TEXT SECTION |
┌──
This article provides some tips for negotiating in an assertive way.

The tips may be helpful for you if you often find that having raised an issue for discussion, or having been called upon to discuss an issue, you then back down or compromise too much for fear of possible negative consequences from being assertive.

The tips aim to help you to prepare for effective negotiation, to help you get something out of the conversation or exchange of views that follows once you have expressed your needs and wishes to the other party.

15 Negotiation Tips – Preparing to get a Reasonable Deal

To prepare yourself before you enter into discussion where you want to achieve an agreement from another party to act differently or treat you differently, you may find it helpful to:

1. Identify for yourself what things you are prepared to compromise on and what things you are not willing to compromise on because they are too important to you.

2. In the light of your knowledge of the behaviour and personality of the person you are going to be in discussion/negotiation with, give some thought in advance to what they might ask for and how you might respond.

3. Be prepared to listen to what the other person has to say but also think about how you are going to ensure that you get an opportunity to put your point of view and feelings across – in some cases it may be helpful at the outset of the discussion for you to suggest to the other person that you agree to allow each other a few minutes each in turn to express your views without interruption.

4. Prepare for how you may try to move discussion forward once you have both expressed your views – for example, this might involve you summarising the differences and similarities in each of your views and then trying with the other person to explore (or ‘brainstorm’) what different possible solutions there might be and what the advantages and disadvantages are of each for both of you.

5. In respect of those aspects where you might compromise, think of possible suggestions that you might make to the other party about what you would like in return from them if you compromise on those aspects.

6. In respect of those aspects where you are not willing to compromise, be clear in your own mind about what the consequences might be if the other person still refuses to meet those ‘bottom-line’ requests and what you will then do.

7. In most cases you will be hoping that a productive compromise can be reached. However, if your bottom-line requests are not met, then be prepared to act in the way you decided beforehand (under 6. above). If you are not prepared to carry through this commitment then you may decide that actually what you considered to be a ‘non-negotiable’ or ‘bottom-line’ request is actually just a strong preference. It is best to be clear about this in your own mind beforehand if possible.

8. In the light of your relationship with the other party and your knowledge of them, give some thought in advance to what style of approach is most likely to encourage the other party to respond positively to your request – will it help for you to be encouraging and constructive and try to engage in a joint search for solutions or will it be more likely to be productive if you take a firm stance from the outset, indicating absolutely clearly what you want and what will be the consequences if your wishes are not met or at least are not met in full? The best style of approach may vary for different situations.
└──
DESCRIPTION OF THE TASK | Rewrite the negotiation tips above, starting with "3. Be prepared" and going on through "both of you.", with "the other party" in place of "the other person".

DATA |
┌──
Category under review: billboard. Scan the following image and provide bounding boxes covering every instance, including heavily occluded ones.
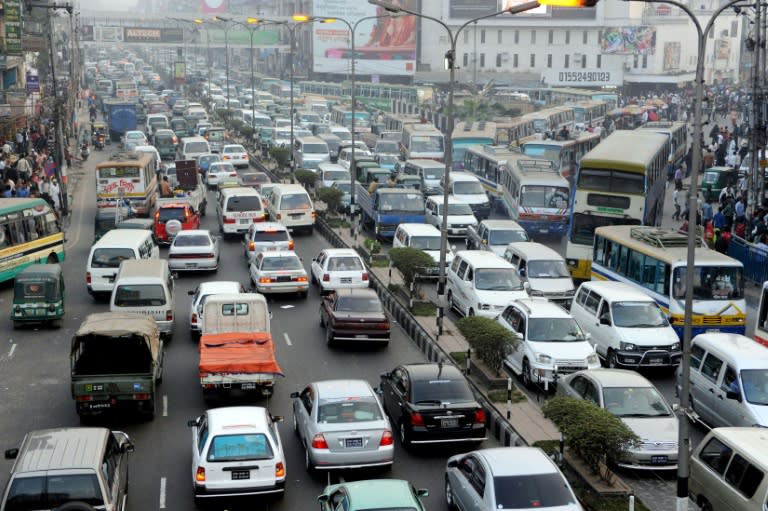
└──
WORKED ANSWER |
3. Be prepared to listen to what the other party has to say but also think about how you are going to ensure that you get an opportunity to put your point of view and feelings across – in some cases it may be helpful at the outset of the discussion for you to suggest to the other party that you agree to allow each other a few minutes each in turn to express your views without interruption.

4. Prepare for how you may try to move discussion forward once you have both expressed your views – for example, this might involve you summarising the differences and similarities in each of your views and then trying with the other party to explore (or ‘brainstorm’) what different possible solutions there might be and what the advantages and disadvantages are of each for both of you.